Согласуются ли с отрывком о взятии Измаила следующие утверждения: (а) Суворов рапортовал Потемкину о падении крепости утром 11 декабря 1790 года; (б) переговоры с сераскиром о сдаче длились две недели; (в) курьером к государыне с известием о победе отправили Платона Зубова? На каждое ответьте «да» или «нет» и приведите решающие слова отрывка дословной цитатой.

--- Отрывок ---
______________________________

Старания князя, давно, вероятно, разочаровавшегося в скором осуществлении крупных планов о мире, не увенчивались успехом. Конечно, мир, после таких блестящих успехов русского оружия, должен был бы быть почетным для нас; между тем, Порта, вероятно подзадориваемая иностранными державами, не особенно спешила вести переговоры и делать уступки. Нужно было сломить упорство Турции и взять ее последний оплот на театре войны – твердыню Измаила. Для совершения этого дела, конечно, лучше всего было назначить Суворова.
Взятие Измаила считается самым знаменитым эпизодом кампании 1790 года и одним из беспримернейших в истории. Недаром оно вдохновило гений Байрона, посвятившего ему столько чудных строк в “Дон Жуане”. Сначала князь надеялся, что крепость сдастся без кровопролития. Но этого не произошло, и решено было штурмовать ее. Все авторитеты того времени полагали, что это страшное дело невозможно. Существует предание, что Потемкин, когда штурм уже был решен, устрашенный опасностью неудачи, предоставил Суворову свободу не отваживаться на приступ. Есть и совсем легендарный рассказ о том, чем вызвано решение князя одним ударом покончить с Измаилом. Говорят, что, когда ему де Витт, гадая на картах, сказала, что Измаил сдастся через три недели, Потемкин ответил с улыбкой: “Я умею гадать лучше вас!” – и в ту же минуту послал Суворову приказ взять Измаил во что бы то ни стало приступом.
Как бы то ни было, Суворов поспешил к стенам Измаила и, встретив уже отступавшие войска, вернул их на прежние позиции. 3 декабря он сам вновь разместил их. Четыре дня прошли в безуспешных переговорах с сераскиром о сдаче. А утром 11 декабря 1790 года Суворов рапортовал Потемкину: “Нет крепче крепости, ни отчаяннее обороны, как Измаил, падший перед троном Е. И. В. кровопролитным штурмом. Нижайше поздравляю Вашу Светлость”.
Страшное и невозможное дело совершилось. Курьером к государыне об этом новом подвиге войск был отправлен Валериан Зубов, брат Платона.

______________________________

--- Исходные данные ---
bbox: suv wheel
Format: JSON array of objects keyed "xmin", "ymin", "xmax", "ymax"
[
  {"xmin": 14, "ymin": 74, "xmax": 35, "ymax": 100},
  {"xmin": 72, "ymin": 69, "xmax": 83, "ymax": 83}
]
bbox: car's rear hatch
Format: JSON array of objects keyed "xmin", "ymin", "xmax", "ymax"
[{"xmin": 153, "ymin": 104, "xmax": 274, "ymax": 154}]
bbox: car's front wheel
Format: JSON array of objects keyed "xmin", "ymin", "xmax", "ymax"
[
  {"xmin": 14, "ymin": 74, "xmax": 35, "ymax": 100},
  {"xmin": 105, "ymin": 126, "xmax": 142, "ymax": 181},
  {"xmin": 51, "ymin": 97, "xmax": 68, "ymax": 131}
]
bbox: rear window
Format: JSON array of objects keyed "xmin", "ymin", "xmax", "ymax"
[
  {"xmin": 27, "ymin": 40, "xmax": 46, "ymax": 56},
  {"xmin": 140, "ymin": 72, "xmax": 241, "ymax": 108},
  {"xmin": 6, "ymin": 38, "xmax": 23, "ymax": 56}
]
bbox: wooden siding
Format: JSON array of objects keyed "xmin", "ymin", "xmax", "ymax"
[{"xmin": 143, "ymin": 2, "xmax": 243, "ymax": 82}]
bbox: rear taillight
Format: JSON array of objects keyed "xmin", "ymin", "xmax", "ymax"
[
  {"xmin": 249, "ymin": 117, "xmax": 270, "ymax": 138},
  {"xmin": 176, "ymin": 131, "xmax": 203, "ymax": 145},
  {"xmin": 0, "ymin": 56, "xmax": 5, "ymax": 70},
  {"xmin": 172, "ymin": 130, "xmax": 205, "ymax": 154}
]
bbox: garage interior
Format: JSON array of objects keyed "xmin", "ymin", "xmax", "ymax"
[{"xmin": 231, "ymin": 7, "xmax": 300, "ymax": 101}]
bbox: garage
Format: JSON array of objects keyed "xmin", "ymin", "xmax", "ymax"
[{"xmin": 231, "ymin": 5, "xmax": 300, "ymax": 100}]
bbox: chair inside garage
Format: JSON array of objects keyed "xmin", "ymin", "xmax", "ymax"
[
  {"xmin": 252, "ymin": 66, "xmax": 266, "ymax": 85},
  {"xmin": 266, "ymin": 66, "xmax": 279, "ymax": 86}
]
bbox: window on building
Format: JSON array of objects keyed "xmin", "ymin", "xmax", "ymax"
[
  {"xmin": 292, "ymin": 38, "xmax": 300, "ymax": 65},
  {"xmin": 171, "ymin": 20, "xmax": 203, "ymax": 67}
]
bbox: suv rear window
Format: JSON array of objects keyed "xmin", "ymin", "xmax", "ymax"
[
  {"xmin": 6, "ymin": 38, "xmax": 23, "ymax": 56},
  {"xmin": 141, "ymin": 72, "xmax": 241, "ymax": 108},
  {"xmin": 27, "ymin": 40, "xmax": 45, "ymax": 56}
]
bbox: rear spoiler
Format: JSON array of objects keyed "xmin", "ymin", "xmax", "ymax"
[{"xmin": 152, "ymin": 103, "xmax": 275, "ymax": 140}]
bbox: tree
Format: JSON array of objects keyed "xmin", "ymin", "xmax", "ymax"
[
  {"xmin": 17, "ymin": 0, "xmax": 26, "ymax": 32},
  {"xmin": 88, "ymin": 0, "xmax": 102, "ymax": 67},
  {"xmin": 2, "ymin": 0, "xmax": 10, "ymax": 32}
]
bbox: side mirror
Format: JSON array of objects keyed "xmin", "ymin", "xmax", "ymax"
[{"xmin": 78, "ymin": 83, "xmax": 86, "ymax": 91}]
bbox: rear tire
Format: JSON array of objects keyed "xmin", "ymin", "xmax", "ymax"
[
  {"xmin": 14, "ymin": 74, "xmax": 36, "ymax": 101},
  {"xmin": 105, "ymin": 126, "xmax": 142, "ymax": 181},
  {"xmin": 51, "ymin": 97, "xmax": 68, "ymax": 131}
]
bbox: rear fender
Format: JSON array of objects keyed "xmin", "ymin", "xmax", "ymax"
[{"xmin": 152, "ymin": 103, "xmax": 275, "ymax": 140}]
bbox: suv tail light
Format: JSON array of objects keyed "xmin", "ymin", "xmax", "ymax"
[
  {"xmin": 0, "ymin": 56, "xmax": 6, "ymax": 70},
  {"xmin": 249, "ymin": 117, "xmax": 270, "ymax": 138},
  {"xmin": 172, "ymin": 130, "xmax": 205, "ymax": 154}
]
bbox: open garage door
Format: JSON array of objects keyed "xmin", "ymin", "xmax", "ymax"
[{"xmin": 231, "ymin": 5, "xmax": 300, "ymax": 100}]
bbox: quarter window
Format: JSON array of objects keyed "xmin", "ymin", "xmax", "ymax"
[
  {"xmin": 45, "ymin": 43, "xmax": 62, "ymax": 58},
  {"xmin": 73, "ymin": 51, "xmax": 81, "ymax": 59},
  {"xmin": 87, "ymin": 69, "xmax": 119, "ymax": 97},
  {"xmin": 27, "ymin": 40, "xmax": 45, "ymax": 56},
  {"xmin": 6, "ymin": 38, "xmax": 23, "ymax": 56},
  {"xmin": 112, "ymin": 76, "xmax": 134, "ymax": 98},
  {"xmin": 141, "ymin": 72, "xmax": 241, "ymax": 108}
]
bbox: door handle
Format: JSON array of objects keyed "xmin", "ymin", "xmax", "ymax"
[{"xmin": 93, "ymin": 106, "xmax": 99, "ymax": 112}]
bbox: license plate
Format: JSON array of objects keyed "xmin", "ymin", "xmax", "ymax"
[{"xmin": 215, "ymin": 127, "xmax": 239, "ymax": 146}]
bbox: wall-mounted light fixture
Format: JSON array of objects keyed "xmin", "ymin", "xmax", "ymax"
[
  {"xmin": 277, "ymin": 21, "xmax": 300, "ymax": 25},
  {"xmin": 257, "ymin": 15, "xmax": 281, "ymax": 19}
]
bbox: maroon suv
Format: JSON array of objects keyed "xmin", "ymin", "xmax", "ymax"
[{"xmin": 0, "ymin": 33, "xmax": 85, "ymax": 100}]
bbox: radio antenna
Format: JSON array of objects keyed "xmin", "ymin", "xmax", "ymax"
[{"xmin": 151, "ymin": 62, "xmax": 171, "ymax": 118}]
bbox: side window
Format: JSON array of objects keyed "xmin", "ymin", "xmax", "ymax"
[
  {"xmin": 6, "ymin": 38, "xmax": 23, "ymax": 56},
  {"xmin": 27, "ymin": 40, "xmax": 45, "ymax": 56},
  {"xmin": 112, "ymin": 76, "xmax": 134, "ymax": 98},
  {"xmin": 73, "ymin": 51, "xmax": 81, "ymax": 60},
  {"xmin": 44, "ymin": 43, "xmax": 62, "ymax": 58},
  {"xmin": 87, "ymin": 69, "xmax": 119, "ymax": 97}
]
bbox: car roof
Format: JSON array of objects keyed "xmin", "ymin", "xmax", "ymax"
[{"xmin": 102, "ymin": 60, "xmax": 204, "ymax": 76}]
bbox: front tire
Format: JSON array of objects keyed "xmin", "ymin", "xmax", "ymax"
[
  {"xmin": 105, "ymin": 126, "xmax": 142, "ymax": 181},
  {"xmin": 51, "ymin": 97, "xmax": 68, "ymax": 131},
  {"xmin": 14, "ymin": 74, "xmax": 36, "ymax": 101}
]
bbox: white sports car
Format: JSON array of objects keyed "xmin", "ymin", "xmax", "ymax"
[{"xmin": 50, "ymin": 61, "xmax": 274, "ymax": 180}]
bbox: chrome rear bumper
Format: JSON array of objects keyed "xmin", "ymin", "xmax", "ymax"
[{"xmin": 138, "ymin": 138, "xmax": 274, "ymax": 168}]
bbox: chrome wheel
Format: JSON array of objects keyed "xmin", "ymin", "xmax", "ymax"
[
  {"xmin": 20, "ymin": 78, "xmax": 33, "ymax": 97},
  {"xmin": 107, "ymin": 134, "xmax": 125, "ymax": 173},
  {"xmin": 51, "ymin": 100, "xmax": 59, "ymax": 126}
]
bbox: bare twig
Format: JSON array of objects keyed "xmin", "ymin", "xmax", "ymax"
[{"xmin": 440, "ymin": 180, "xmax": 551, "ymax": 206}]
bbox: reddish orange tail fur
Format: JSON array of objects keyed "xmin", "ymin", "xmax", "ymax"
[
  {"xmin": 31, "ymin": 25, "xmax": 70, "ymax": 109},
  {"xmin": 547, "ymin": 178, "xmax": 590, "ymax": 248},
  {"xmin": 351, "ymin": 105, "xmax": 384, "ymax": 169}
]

______________________________

--- Ответ ---
(а) Да: «А утром 11 декабря 1790 года Суворов рапортовал Потемкину».
(б) Нет: «Четыре дня прошли в безуспешных переговорах с сераскиром о сдаче».
(в) Нет: «был отправлен Валериан Зубов, брат Платона».